YOUR GOAL: Return nothing but the lines from the line with "det: tent roof" through the last line of the entries that follow, copied exactly and free of pictures.

RECORDS SHOWN:

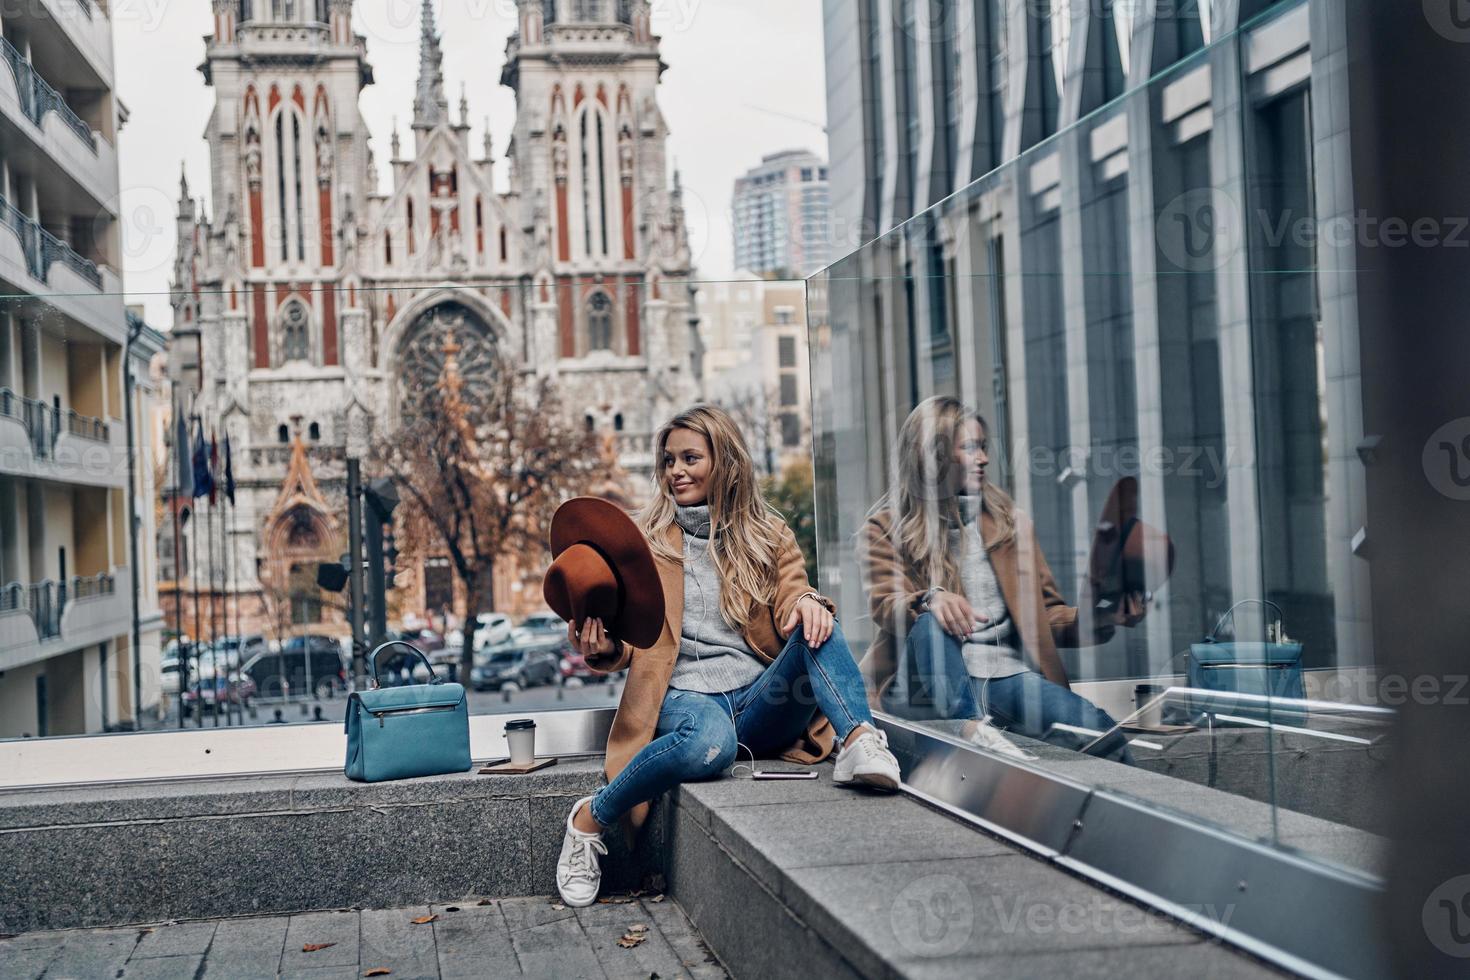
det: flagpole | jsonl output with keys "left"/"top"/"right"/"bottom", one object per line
{"left": 224, "top": 485, "right": 238, "bottom": 725}
{"left": 205, "top": 461, "right": 219, "bottom": 728}
{"left": 223, "top": 435, "right": 242, "bottom": 726}
{"left": 170, "top": 394, "right": 187, "bottom": 730}
{"left": 189, "top": 415, "right": 205, "bottom": 729}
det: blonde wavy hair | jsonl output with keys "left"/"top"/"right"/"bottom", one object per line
{"left": 639, "top": 404, "right": 787, "bottom": 632}
{"left": 868, "top": 395, "right": 1017, "bottom": 592}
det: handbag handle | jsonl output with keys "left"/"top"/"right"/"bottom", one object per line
{"left": 1206, "top": 599, "right": 1285, "bottom": 643}
{"left": 367, "top": 639, "right": 439, "bottom": 687}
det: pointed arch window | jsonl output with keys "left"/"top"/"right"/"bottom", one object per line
{"left": 280, "top": 300, "right": 312, "bottom": 363}
{"left": 542, "top": 0, "right": 558, "bottom": 25}
{"left": 314, "top": 0, "right": 329, "bottom": 23}
{"left": 240, "top": 0, "right": 254, "bottom": 21}
{"left": 273, "top": 108, "right": 307, "bottom": 263}
{"left": 587, "top": 291, "right": 614, "bottom": 352}
{"left": 578, "top": 106, "right": 611, "bottom": 258}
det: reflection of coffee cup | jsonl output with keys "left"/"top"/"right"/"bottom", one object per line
{"left": 505, "top": 718, "right": 536, "bottom": 765}
{"left": 1133, "top": 684, "right": 1164, "bottom": 727}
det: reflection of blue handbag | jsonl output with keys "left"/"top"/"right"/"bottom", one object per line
{"left": 1187, "top": 600, "right": 1305, "bottom": 723}
{"left": 344, "top": 641, "right": 471, "bottom": 783}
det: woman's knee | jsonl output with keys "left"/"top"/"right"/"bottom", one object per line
{"left": 668, "top": 713, "right": 738, "bottom": 778}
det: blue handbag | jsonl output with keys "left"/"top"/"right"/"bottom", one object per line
{"left": 344, "top": 640, "right": 472, "bottom": 782}
{"left": 1187, "top": 600, "right": 1305, "bottom": 723}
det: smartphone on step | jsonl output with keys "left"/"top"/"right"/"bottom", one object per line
{"left": 751, "top": 770, "right": 820, "bottom": 780}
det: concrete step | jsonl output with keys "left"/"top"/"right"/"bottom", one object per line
{"left": 659, "top": 762, "right": 1289, "bottom": 979}
{"left": 0, "top": 760, "right": 658, "bottom": 933}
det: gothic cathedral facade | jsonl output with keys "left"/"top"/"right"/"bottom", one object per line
{"left": 171, "top": 0, "right": 699, "bottom": 632}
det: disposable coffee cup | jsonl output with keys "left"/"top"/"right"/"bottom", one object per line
{"left": 505, "top": 718, "right": 536, "bottom": 765}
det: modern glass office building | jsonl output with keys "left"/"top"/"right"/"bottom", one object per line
{"left": 815, "top": 0, "right": 1470, "bottom": 975}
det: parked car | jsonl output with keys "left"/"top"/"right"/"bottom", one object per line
{"left": 519, "top": 612, "right": 566, "bottom": 635}
{"left": 558, "top": 647, "right": 614, "bottom": 685}
{"left": 446, "top": 612, "right": 513, "bottom": 652}
{"left": 181, "top": 669, "right": 257, "bottom": 717}
{"left": 240, "top": 635, "right": 348, "bottom": 699}
{"left": 470, "top": 636, "right": 567, "bottom": 692}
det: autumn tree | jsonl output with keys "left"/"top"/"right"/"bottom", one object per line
{"left": 374, "top": 331, "right": 605, "bottom": 685}
{"left": 762, "top": 458, "right": 818, "bottom": 583}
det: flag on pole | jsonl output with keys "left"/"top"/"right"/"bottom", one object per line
{"left": 174, "top": 397, "right": 194, "bottom": 500}
{"left": 191, "top": 420, "right": 214, "bottom": 501}
{"left": 223, "top": 432, "right": 236, "bottom": 506}
{"left": 208, "top": 432, "right": 220, "bottom": 506}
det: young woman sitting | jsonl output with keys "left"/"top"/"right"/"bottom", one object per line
{"left": 553, "top": 404, "right": 902, "bottom": 907}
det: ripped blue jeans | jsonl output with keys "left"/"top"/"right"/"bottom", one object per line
{"left": 587, "top": 624, "right": 871, "bottom": 828}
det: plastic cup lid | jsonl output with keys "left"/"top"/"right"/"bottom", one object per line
{"left": 504, "top": 718, "right": 536, "bottom": 731}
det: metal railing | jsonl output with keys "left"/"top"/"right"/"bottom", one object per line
{"left": 0, "top": 194, "right": 102, "bottom": 288}
{"left": 0, "top": 35, "right": 98, "bottom": 151}
{"left": 0, "top": 573, "right": 113, "bottom": 641}
{"left": 65, "top": 407, "right": 109, "bottom": 442}
{"left": 71, "top": 571, "right": 115, "bottom": 600}
{"left": 15, "top": 580, "right": 62, "bottom": 639}
{"left": 0, "top": 387, "right": 109, "bottom": 455}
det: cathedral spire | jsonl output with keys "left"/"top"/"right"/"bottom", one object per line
{"left": 412, "top": 0, "right": 449, "bottom": 131}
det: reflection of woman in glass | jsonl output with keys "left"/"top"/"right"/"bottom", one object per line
{"left": 859, "top": 396, "right": 1142, "bottom": 761}
{"left": 556, "top": 405, "right": 902, "bottom": 908}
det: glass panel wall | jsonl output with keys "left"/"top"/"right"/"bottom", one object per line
{"left": 808, "top": 0, "right": 1388, "bottom": 878}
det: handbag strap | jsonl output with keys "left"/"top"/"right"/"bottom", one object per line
{"left": 367, "top": 639, "right": 439, "bottom": 687}
{"left": 1207, "top": 599, "right": 1285, "bottom": 642}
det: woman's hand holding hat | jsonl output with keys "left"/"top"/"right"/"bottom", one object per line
{"left": 569, "top": 617, "right": 616, "bottom": 658}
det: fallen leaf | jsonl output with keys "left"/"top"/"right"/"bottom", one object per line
{"left": 302, "top": 942, "right": 337, "bottom": 952}
{"left": 410, "top": 915, "right": 438, "bottom": 925}
{"left": 650, "top": 894, "right": 666, "bottom": 903}
{"left": 628, "top": 923, "right": 649, "bottom": 935}
{"left": 363, "top": 970, "right": 392, "bottom": 977}
{"left": 616, "top": 932, "right": 648, "bottom": 949}
{"left": 477, "top": 899, "right": 493, "bottom": 907}
{"left": 550, "top": 902, "right": 567, "bottom": 911}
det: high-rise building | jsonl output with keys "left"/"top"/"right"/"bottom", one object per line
{"left": 170, "top": 0, "right": 699, "bottom": 633}
{"left": 699, "top": 275, "right": 811, "bottom": 474}
{"left": 731, "top": 149, "right": 832, "bottom": 278}
{"left": 0, "top": 1, "right": 167, "bottom": 736}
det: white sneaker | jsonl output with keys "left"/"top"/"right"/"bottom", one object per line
{"left": 833, "top": 725, "right": 902, "bottom": 791}
{"left": 964, "top": 717, "right": 1038, "bottom": 761}
{"left": 555, "top": 796, "right": 608, "bottom": 908}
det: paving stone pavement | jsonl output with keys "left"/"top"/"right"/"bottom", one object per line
{"left": 0, "top": 896, "right": 728, "bottom": 980}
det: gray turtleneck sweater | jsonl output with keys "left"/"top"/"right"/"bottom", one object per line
{"left": 666, "top": 504, "right": 768, "bottom": 694}
{"left": 949, "top": 496, "right": 1028, "bottom": 680}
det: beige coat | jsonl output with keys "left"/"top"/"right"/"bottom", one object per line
{"left": 857, "top": 506, "right": 1115, "bottom": 707}
{"left": 588, "top": 521, "right": 837, "bottom": 834}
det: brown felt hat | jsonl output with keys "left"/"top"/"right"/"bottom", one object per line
{"left": 1087, "top": 477, "right": 1176, "bottom": 611}
{"left": 543, "top": 496, "right": 665, "bottom": 649}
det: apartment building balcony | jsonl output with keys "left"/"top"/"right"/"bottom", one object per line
{"left": 0, "top": 564, "right": 130, "bottom": 673}
{"left": 22, "top": 0, "right": 116, "bottom": 91}
{"left": 0, "top": 36, "right": 120, "bottom": 217}
{"left": 0, "top": 387, "right": 123, "bottom": 488}
{"left": 0, "top": 195, "right": 124, "bottom": 345}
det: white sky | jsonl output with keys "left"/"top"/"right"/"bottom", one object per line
{"left": 113, "top": 0, "right": 828, "bottom": 326}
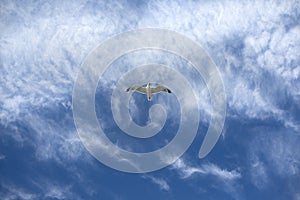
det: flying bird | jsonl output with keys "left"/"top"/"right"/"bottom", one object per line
{"left": 126, "top": 82, "right": 171, "bottom": 101}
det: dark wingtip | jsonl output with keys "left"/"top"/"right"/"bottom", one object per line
{"left": 125, "top": 88, "right": 130, "bottom": 92}
{"left": 167, "top": 89, "right": 171, "bottom": 93}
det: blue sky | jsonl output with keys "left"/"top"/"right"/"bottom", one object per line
{"left": 1, "top": 0, "right": 300, "bottom": 199}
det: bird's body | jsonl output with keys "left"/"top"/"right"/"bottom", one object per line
{"left": 126, "top": 83, "right": 171, "bottom": 101}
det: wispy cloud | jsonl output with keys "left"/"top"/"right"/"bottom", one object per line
{"left": 0, "top": 184, "right": 37, "bottom": 200}
{"left": 171, "top": 158, "right": 243, "bottom": 200}
{"left": 142, "top": 175, "right": 170, "bottom": 192}
{"left": 1, "top": 163, "right": 84, "bottom": 200}
{"left": 0, "top": 1, "right": 299, "bottom": 199}
{"left": 1, "top": 0, "right": 299, "bottom": 161}
{"left": 0, "top": 181, "right": 81, "bottom": 200}
{"left": 43, "top": 185, "right": 79, "bottom": 200}
{"left": 29, "top": 114, "right": 84, "bottom": 161}
{"left": 248, "top": 129, "right": 300, "bottom": 189}
{"left": 142, "top": 0, "right": 300, "bottom": 130}
{"left": 249, "top": 158, "right": 269, "bottom": 189}
{"left": 172, "top": 159, "right": 241, "bottom": 181}
{"left": 1, "top": 0, "right": 298, "bottom": 127}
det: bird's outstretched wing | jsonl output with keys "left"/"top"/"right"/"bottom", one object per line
{"left": 151, "top": 86, "right": 171, "bottom": 94}
{"left": 126, "top": 85, "right": 147, "bottom": 94}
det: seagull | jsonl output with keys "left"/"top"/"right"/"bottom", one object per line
{"left": 126, "top": 82, "right": 171, "bottom": 101}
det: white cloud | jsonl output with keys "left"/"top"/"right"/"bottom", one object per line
{"left": 1, "top": 181, "right": 83, "bottom": 200}
{"left": 0, "top": 154, "right": 6, "bottom": 160}
{"left": 0, "top": 3, "right": 299, "bottom": 198}
{"left": 1, "top": 0, "right": 298, "bottom": 128}
{"left": 171, "top": 158, "right": 243, "bottom": 200}
{"left": 142, "top": 175, "right": 170, "bottom": 191}
{"left": 202, "top": 163, "right": 242, "bottom": 180}
{"left": 145, "top": 0, "right": 299, "bottom": 129}
{"left": 118, "top": 0, "right": 299, "bottom": 130}
{"left": 0, "top": 110, "right": 90, "bottom": 165}
{"left": 0, "top": 184, "right": 37, "bottom": 200}
{"left": 43, "top": 185, "right": 79, "bottom": 200}
{"left": 1, "top": 0, "right": 298, "bottom": 145}
{"left": 0, "top": 0, "right": 139, "bottom": 127}
{"left": 172, "top": 159, "right": 241, "bottom": 181}
{"left": 25, "top": 114, "right": 89, "bottom": 164}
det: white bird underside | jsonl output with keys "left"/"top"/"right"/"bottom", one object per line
{"left": 126, "top": 83, "right": 171, "bottom": 101}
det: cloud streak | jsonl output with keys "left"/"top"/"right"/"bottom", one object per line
{"left": 172, "top": 159, "right": 241, "bottom": 181}
{"left": 142, "top": 175, "right": 170, "bottom": 192}
{"left": 171, "top": 159, "right": 243, "bottom": 200}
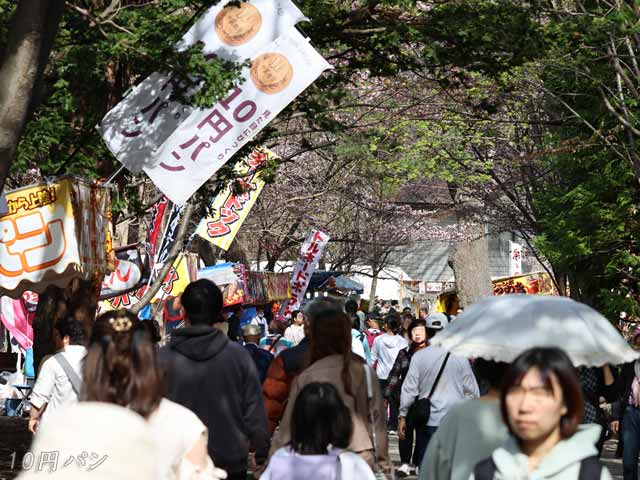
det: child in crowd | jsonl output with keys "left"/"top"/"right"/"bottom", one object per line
{"left": 261, "top": 382, "right": 375, "bottom": 479}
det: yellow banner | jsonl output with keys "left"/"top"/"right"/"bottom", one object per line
{"left": 0, "top": 178, "right": 111, "bottom": 296}
{"left": 151, "top": 254, "right": 191, "bottom": 302}
{"left": 195, "top": 147, "right": 274, "bottom": 251}
{"left": 98, "top": 254, "right": 192, "bottom": 313}
{"left": 492, "top": 272, "right": 557, "bottom": 296}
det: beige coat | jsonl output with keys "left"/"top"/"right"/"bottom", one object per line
{"left": 270, "top": 354, "right": 389, "bottom": 469}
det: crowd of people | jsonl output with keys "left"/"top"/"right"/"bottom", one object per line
{"left": 18, "top": 280, "right": 640, "bottom": 480}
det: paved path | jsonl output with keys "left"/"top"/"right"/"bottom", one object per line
{"left": 387, "top": 432, "right": 624, "bottom": 479}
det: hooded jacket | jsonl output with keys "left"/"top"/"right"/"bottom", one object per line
{"left": 469, "top": 425, "right": 612, "bottom": 480}
{"left": 159, "top": 325, "right": 269, "bottom": 474}
{"left": 371, "top": 333, "right": 408, "bottom": 380}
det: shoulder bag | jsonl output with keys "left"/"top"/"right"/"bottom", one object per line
{"left": 54, "top": 353, "right": 82, "bottom": 396}
{"left": 406, "top": 352, "right": 450, "bottom": 429}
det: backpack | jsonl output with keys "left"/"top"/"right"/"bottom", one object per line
{"left": 473, "top": 455, "right": 602, "bottom": 480}
{"left": 364, "top": 329, "right": 382, "bottom": 349}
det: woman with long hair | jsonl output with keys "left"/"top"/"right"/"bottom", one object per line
{"left": 384, "top": 318, "right": 428, "bottom": 476}
{"left": 269, "top": 299, "right": 389, "bottom": 472}
{"left": 470, "top": 347, "right": 612, "bottom": 480}
{"left": 261, "top": 382, "right": 375, "bottom": 479}
{"left": 83, "top": 310, "right": 227, "bottom": 480}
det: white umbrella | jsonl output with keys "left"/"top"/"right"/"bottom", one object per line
{"left": 430, "top": 294, "right": 639, "bottom": 367}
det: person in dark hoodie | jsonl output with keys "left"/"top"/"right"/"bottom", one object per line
{"left": 159, "top": 279, "right": 269, "bottom": 480}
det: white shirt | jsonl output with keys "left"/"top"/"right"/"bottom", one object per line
{"left": 250, "top": 314, "right": 269, "bottom": 336}
{"left": 371, "top": 333, "right": 408, "bottom": 380}
{"left": 30, "top": 345, "right": 87, "bottom": 424}
{"left": 284, "top": 324, "right": 305, "bottom": 346}
{"left": 351, "top": 334, "right": 366, "bottom": 362}
{"left": 261, "top": 447, "right": 376, "bottom": 480}
{"left": 147, "top": 398, "right": 207, "bottom": 480}
{"left": 399, "top": 345, "right": 479, "bottom": 427}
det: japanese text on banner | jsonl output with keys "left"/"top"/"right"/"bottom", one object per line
{"left": 283, "top": 229, "right": 330, "bottom": 316}
{"left": 195, "top": 147, "right": 274, "bottom": 250}
{"left": 509, "top": 241, "right": 522, "bottom": 276}
{"left": 144, "top": 27, "right": 331, "bottom": 204}
{"left": 0, "top": 179, "right": 111, "bottom": 297}
{"left": 100, "top": 0, "right": 306, "bottom": 173}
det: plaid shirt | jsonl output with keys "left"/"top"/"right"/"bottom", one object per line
{"left": 384, "top": 348, "right": 409, "bottom": 404}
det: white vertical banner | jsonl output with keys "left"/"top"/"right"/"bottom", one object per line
{"left": 509, "top": 241, "right": 522, "bottom": 276}
{"left": 100, "top": 0, "right": 307, "bottom": 173}
{"left": 282, "top": 229, "right": 330, "bottom": 316}
{"left": 144, "top": 27, "right": 331, "bottom": 204}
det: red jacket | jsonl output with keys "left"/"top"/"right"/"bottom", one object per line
{"left": 262, "top": 337, "right": 310, "bottom": 433}
{"left": 262, "top": 357, "right": 294, "bottom": 433}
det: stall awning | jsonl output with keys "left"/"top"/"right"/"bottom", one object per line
{"left": 309, "top": 271, "right": 364, "bottom": 294}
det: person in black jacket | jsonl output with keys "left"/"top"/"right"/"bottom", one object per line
{"left": 609, "top": 329, "right": 640, "bottom": 480}
{"left": 159, "top": 279, "right": 269, "bottom": 480}
{"left": 227, "top": 304, "right": 243, "bottom": 342}
{"left": 577, "top": 364, "right": 617, "bottom": 454}
{"left": 243, "top": 324, "right": 274, "bottom": 383}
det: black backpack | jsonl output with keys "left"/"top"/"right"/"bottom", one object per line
{"left": 473, "top": 455, "right": 602, "bottom": 480}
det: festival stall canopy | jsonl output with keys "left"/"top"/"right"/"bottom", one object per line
{"left": 0, "top": 177, "right": 113, "bottom": 298}
{"left": 308, "top": 271, "right": 364, "bottom": 295}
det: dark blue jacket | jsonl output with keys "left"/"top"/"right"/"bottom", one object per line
{"left": 159, "top": 326, "right": 269, "bottom": 474}
{"left": 244, "top": 343, "right": 274, "bottom": 383}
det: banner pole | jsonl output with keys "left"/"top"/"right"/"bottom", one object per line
{"left": 149, "top": 234, "right": 196, "bottom": 318}
{"left": 104, "top": 165, "right": 126, "bottom": 185}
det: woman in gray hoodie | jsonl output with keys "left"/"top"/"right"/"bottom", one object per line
{"left": 470, "top": 347, "right": 612, "bottom": 480}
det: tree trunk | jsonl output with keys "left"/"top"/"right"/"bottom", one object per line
{"left": 0, "top": 0, "right": 64, "bottom": 193}
{"left": 266, "top": 255, "right": 277, "bottom": 272}
{"left": 197, "top": 236, "right": 218, "bottom": 266}
{"left": 448, "top": 236, "right": 493, "bottom": 308}
{"left": 551, "top": 266, "right": 568, "bottom": 296}
{"left": 225, "top": 239, "right": 248, "bottom": 264}
{"left": 368, "top": 268, "right": 379, "bottom": 312}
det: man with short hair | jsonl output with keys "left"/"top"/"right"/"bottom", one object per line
{"left": 345, "top": 298, "right": 365, "bottom": 331}
{"left": 227, "top": 304, "right": 243, "bottom": 342}
{"left": 243, "top": 324, "right": 274, "bottom": 383}
{"left": 159, "top": 279, "right": 269, "bottom": 480}
{"left": 398, "top": 313, "right": 479, "bottom": 471}
{"left": 250, "top": 305, "right": 269, "bottom": 338}
{"left": 29, "top": 316, "right": 86, "bottom": 433}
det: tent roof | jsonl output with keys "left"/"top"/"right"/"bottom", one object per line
{"left": 309, "top": 271, "right": 364, "bottom": 294}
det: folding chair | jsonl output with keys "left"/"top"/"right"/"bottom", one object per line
{"left": 13, "top": 348, "right": 35, "bottom": 417}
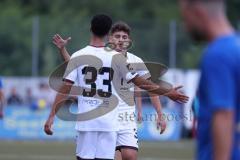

WORKED SOLUTION:
det: tent roof | jsonl output with keys "left"/"top"/"right"/"bottom", one object per line
{"left": 309, "top": 271, "right": 364, "bottom": 294}
det: folding chair | jsonl output with keys "left"/"top"/"right"/"bottom", one object per line
{"left": 13, "top": 348, "right": 35, "bottom": 417}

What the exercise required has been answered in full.